- What to produce:
Turn each line of the data below into a JSON list of strings, with one string per line and any blank lines dropped.

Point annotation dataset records
== == ==

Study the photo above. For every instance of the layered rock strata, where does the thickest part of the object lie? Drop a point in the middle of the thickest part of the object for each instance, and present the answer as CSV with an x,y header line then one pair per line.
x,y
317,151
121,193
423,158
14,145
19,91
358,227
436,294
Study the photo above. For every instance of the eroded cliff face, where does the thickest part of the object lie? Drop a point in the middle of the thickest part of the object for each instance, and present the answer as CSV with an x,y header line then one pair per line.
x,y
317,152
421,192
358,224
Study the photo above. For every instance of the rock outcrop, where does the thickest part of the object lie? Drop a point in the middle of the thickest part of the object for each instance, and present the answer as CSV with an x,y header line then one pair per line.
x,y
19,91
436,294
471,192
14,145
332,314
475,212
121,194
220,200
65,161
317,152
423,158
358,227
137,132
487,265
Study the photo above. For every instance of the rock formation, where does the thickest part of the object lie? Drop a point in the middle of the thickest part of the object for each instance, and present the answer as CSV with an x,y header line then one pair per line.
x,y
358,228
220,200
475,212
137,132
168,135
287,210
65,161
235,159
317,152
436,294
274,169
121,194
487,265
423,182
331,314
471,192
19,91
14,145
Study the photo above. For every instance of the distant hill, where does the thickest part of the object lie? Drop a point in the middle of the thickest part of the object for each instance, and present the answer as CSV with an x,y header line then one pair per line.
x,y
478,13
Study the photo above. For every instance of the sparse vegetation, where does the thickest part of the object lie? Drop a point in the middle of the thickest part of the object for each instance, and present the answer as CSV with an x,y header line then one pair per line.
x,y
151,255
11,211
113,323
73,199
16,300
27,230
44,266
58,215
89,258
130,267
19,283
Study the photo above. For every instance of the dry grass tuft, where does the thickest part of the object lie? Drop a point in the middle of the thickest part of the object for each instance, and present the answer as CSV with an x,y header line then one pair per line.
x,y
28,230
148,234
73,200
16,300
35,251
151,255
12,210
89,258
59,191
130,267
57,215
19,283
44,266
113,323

== == ==

- Exercise result:
[
  "Study the photo above. For every instance of the layered rock strata, where does the thickest part of the object lie? Drop a point in the middle of the thickest part of the object for each instance, and present the answer as CSV with an x,y header line then one pair per line.",
  "x,y",
  "317,151",
  "121,193",
  "423,158",
  "14,145",
  "19,91",
  "358,227",
  "436,294",
  "Study the photo above. For every instance of the eroded cliff face, where does the thickest part of the object lie? Drop a point in the middle of the thickest part of the object for each instance, and present the answer as CSV with an x,y header line then one pair per line.",
  "x,y",
  "317,152",
  "421,192",
  "358,224",
  "Study the photo above. For every instance of the rock outcrop, where does the thickest part of the object lie? Drop a point in the middle of the thickest part of the object for each instance, and present the answer as CSV with an x,y header line then one pair per line.",
  "x,y",
  "19,91",
  "436,294",
  "471,192",
  "14,145",
  "332,314",
  "475,212",
  "121,194",
  "220,200",
  "65,161",
  "317,152",
  "423,158",
  "358,227",
  "137,132",
  "487,265",
  "Study the photo above. For every instance of the rock formation, where does the thickest part of the object lie? Drop a point in the middle of the thickest part of the object for each instance, and present the answer as CSV with an x,y header line then one pair per line.",
  "x,y",
  "358,228",
  "220,200",
  "475,212",
  "137,132",
  "168,135",
  "287,210",
  "65,161",
  "235,159",
  "317,152",
  "436,294",
  "274,169",
  "121,194",
  "487,265",
  "423,182",
  "331,314",
  "471,192",
  "19,91",
  "14,145",
  "Study the photo above. For every instance of the distant hill, where does the thickest part of the object lie? Drop a point in the middle of the thickest part of the object for each instance, and present the answer as CSV with an x,y header line then one pair per line.",
  "x,y",
  "478,13",
  "Study the photo above. For every instance of the sparse vegetation, where does the thickest part of the object lie? Drop a point in the middle of the thickest part of the object for each instance, and present the answer as CSV with an x,y header line then one pair per line.",
  "x,y",
  "151,255",
  "11,211",
  "113,323",
  "73,199",
  "16,300",
  "27,230",
  "44,266",
  "58,215",
  "89,258",
  "130,267",
  "19,283",
  "Study the photo above. For every instance of the dry grass tuft, where does the thickest part of the object lie? Drop a point in the middle of the thickest part of the object for each instance, and present the answer as CSV with an x,y header line then one pair per line.",
  "x,y",
  "28,230",
  "148,234",
  "73,200",
  "16,300",
  "35,251",
  "151,255",
  "12,210",
  "89,258",
  "59,191",
  "130,267",
  "57,215",
  "19,283",
  "44,266",
  "113,323"
]